Rewrite all of the material below as a numbered list, one item per line. Skip blank lines and leave the pictures out.

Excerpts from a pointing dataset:

++++

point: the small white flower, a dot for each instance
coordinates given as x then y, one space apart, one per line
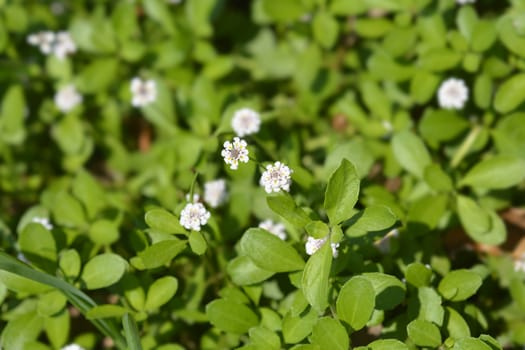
67 98
452 94
42 221
246 121
215 192
193 216
277 177
314 244
44 40
384 244
276 229
144 92
72 347
235 152
64 45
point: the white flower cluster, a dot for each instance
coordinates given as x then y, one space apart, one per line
193 216
235 152
215 192
276 228
314 244
60 44
452 94
277 177
72 347
42 221
67 98
143 92
246 121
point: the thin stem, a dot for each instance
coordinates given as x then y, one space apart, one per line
465 146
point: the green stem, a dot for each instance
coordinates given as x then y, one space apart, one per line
465 146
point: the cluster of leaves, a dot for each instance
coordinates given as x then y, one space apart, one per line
347 94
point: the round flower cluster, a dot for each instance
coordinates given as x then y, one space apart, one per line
277 177
193 216
235 152
452 94
314 244
246 121
60 44
67 98
276 229
143 92
215 192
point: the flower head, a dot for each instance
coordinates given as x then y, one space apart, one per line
246 121
42 221
193 216
44 40
314 244
276 229
235 152
144 92
64 45
452 94
67 98
72 347
215 192
277 177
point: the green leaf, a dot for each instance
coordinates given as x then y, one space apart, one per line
328 333
104 232
103 270
424 333
197 242
269 252
325 29
160 292
341 193
163 221
161 253
264 338
355 302
388 290
106 311
410 152
244 272
459 285
296 328
387 344
230 316
418 274
374 218
496 173
284 206
314 282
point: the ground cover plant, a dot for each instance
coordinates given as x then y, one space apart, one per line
292 174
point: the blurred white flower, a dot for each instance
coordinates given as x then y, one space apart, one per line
144 92
276 228
44 40
235 152
193 216
42 221
314 244
67 98
452 94
215 192
246 121
384 244
64 45
277 177
72 347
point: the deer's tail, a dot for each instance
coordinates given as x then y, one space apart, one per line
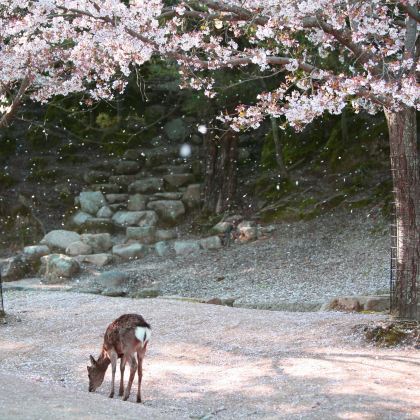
143 333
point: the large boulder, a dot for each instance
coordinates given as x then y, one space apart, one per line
98 225
248 233
79 218
130 251
165 234
135 218
127 167
222 227
167 196
145 186
60 239
116 198
163 249
95 176
121 180
99 260
58 267
14 268
178 180
144 234
212 242
104 212
35 252
137 202
91 201
99 242
186 247
169 211
78 248
176 130
113 279
192 196
110 188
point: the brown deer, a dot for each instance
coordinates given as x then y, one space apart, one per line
127 335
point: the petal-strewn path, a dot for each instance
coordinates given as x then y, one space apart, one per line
204 361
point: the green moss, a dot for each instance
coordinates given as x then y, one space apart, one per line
6 180
7 148
38 138
38 175
390 335
38 162
105 120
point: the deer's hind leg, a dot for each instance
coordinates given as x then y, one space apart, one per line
133 368
122 368
140 356
114 357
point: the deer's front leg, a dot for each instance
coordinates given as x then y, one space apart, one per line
133 367
122 368
114 358
140 374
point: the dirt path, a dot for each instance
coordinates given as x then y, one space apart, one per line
204 362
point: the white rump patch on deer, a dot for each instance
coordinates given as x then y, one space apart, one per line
143 334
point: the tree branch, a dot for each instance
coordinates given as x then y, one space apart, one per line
411 11
7 117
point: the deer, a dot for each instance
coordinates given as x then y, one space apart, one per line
125 337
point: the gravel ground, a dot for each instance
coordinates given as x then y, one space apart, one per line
204 361
301 265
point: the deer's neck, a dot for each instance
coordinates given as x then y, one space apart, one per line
103 360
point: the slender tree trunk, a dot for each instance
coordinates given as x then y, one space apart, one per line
405 172
8 116
221 172
279 149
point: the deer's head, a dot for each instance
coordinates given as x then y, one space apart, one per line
96 374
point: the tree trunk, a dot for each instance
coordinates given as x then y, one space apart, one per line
279 149
221 172
405 172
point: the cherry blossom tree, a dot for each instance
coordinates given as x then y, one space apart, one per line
55 47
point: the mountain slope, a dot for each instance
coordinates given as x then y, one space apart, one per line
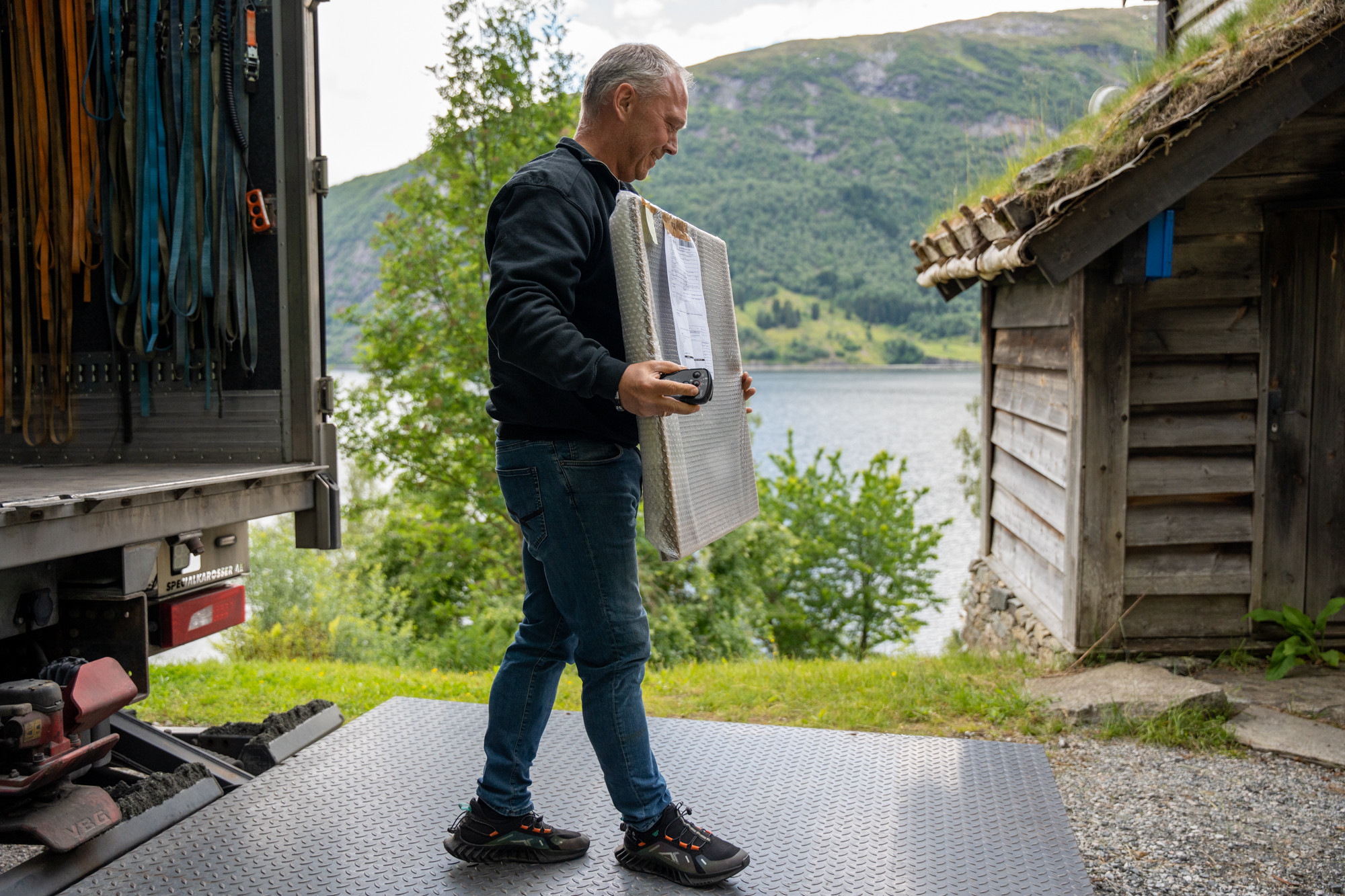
350 213
817 161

++++

Worked answer ▸
1. point: the small white flower, a dot for each instance
2. coordinates given as x then y, one space apart, one per line
3. 67 98
4. 452 94
5. 42 221
6. 246 121
7. 215 192
8. 193 216
9. 277 177
10. 314 244
11. 44 40
12. 384 244
13. 276 229
14. 144 92
15. 72 347
16. 235 152
17. 64 45
18. point: the white flower cluster, a dot for each instance
19. coordinates given as x then y, one space apart, one per line
20. 193 216
21. 235 152
22. 215 192
23. 276 228
24. 314 244
25. 60 44
26. 452 94
27. 277 177
28. 72 347
29. 42 221
30. 67 98
31. 143 92
32. 246 121
33. point: the thin stem, a dot for each instance
34. coordinates given as x then y, one space apart, one per line
35. 465 146
36. point: the green stem, a dot for each instance
37. coordinates given as x then y, one space apart, one per line
38. 465 146
39. point: the cluster of leaves, a dot for each instance
40. coordinates given as x then y, one space apart, one per line
41. 347 94
42. point: the round flower cluster, a dot for each instance
43. coordinates given as x then y, one space apart, one per line
44. 277 177
45. 193 216
46. 235 152
47. 452 94
48. 314 244
49. 246 121
50. 60 44
51. 67 98
52. 276 229
53. 143 92
54. 215 192
55. point: the flower head, a dot for each instance
56. coordinates given as x then y, one space apart, one per line
57. 246 121
58. 42 221
59. 193 216
60. 44 40
61. 314 244
62. 276 229
63. 235 152
64. 144 92
65. 64 45
66. 452 94
67. 67 98
68. 72 347
69. 215 192
70. 277 177
71. point: the green leaf, a dot for each instance
72. coordinates given as x then y, one space apart, one per line
73. 328 333
74. 104 232
75. 103 270
76. 424 333
77. 197 242
78. 269 252
79. 325 29
80. 160 292
81. 341 193
82. 163 221
83. 161 253
84. 264 338
85. 355 302
86. 388 290
87. 106 311
88. 410 152
89. 244 272
90. 459 285
91. 296 328
92. 387 344
93. 230 316
94. 418 274
95. 374 218
96. 496 173
97. 284 206
98. 314 282
99. point: the ground cover plant, a dot for each instance
100. coordinates given as x then y, one space apart, one per line
101. 292 174
102. point: the blurred white flower, a dot for each instance
103. coordinates given as x then y, one space apart, one per line
104. 144 92
105. 276 228
106. 44 40
107. 235 152
108. 193 216
109. 42 221
110. 314 244
111. 67 98
112. 452 94
113. 215 192
114. 246 121
115. 384 244
116. 64 45
117. 277 177
118. 72 347
119. point: the deer's tail, a dot for each instance
120. coordinates given as x then y, one space apart, one per line
121. 143 333
122. point: the large boulder, a dot for each instance
123. coordinates given as x then y, one space apart, one per line
124. 98 225
125. 248 233
126. 79 218
127. 130 251
128. 165 234
129. 135 218
130. 127 167
131. 222 227
132. 167 196
133. 145 186
134. 60 239
135. 116 198
136. 163 249
137. 95 176
138. 121 180
139. 99 260
140. 58 267
141. 14 268
142. 178 180
143. 144 234
144. 212 242
145. 104 212
146. 35 252
147. 137 202
148. 91 201
149. 99 242
150. 186 247
151. 169 211
152. 78 248
153. 176 130
154. 113 279
155. 192 196
156. 110 188
157. point: the brown deer, a dot for each instance
158. coordinates given as x then y, one space apart, one per line
159. 127 335
160. point: the petal-strewn path, a dot for each instance
161. coordinates given as x then y, one space apart, one per line
162. 204 361
163. point: the green moss, a dot for each instance
164. coordinates given as x then y, one space apart, one per line
165. 6 180
166. 7 148
167. 38 138
168. 38 175
169. 390 335
170. 38 162
171. 105 120
172. point: the deer's hind leg, a dot for each instance
173. coordinates given as x then y, one space apart, one per line
174. 133 368
175. 122 368
176. 140 356
177. 114 357
178. point: the deer's front leg, a dot for each instance
179. coordinates given as x then y, one space apart, one per line
180. 133 367
181. 122 368
182. 114 358
183. 140 374
184. point: the dirt path, a dot for each instance
185. coordinates given as x then y, one space apart, one per line
186. 204 362
187. point: the white rump patch on deer, a dot for each instance
188. coordinates given as x then y, one space apart, one per line
189. 143 334
190. point: the tree branch, a dot for each instance
191. coordinates given as x then y, one space apart, one per line
192. 411 11
193. 7 117
194. point: the deer, a dot for each instance
195. coordinates given as x then y, one space apart, one per line
196. 125 337
197. point: the gravel ground, a dot for each instance
198. coordinates given as x then y, one space apart, one per line
199. 204 361
200. 301 265
201. point: the deer's neck, a dot for each instance
202. coordinates given as x then y, one space apart, one per line
203. 103 360
204. point: the slender tree trunk, a dot for each instance
205. coordinates given as x then y, one space apart, one per line
206. 405 172
207. 8 116
208. 221 172
209. 279 149
210. point: the deer's head, a dot for each instance
211. coordinates given as x then y, one space apart, one per line
212. 96 374
213. point: the tree trunk, a dot for each instance
214. coordinates given as x then y, one space apart, one per line
215. 279 149
216. 221 172
217. 405 172
218. point: the cherry blossom tree, a dot for each instance
219. coordinates given as x then y, one space apart, one per line
220. 55 47
221. point: the mountain slope, a dot for each instance
222. coordinates given as x then y, one space apart, one per line
223. 350 213
224. 817 161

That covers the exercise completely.